課題の目的 -
次の行をすべて書き直し、「orange blooms」を「orange flowers」に置き換える。それ以外は一切変えない。

提供資料 -
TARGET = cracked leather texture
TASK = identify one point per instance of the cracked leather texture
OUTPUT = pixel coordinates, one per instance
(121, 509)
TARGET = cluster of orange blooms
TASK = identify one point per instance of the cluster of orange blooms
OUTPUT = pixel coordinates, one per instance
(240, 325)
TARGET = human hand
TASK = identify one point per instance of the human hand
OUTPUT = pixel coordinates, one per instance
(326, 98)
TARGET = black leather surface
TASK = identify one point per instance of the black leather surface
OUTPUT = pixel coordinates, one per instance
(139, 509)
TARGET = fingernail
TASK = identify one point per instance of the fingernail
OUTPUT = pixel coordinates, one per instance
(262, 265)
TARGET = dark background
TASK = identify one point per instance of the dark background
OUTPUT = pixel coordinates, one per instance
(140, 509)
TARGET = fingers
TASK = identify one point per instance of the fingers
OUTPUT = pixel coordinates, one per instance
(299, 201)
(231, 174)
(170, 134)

解答 -
TARGET = cracked leather texture
TASK = identify one point per instance of the cracked leather texture
OUTPUT = pixel coordinates, one per instance
(121, 509)
TARGET = cluster of orange flowers
TASK = identify one point per instance of the cluster of orange flowers
OUTPUT = pixel coordinates, one per instance
(240, 325)
TARGET = human hand
TASK = identify one point per instance of the human hand
OUTPUT = pixel coordinates, one per instance
(326, 98)
TARGET = black leather surface
TASK = identify one point per instance of the black leather surface
OUTPUT = pixel coordinates, one per instance
(139, 509)
TARGET = fingernail
TASK = identify one point per instance of the fingernail
OUTPUT = pixel coordinates, one per instance
(262, 265)
TARGET = dark background
TASK = identify one point per instance of the dark background
OUTPUT = pixel coordinates, one per instance
(140, 509)
TARGET = fingers
TASK = identify one point per instance of the fingers
OUTPUT = pixel coordinates, one per instance
(299, 201)
(231, 174)
(170, 134)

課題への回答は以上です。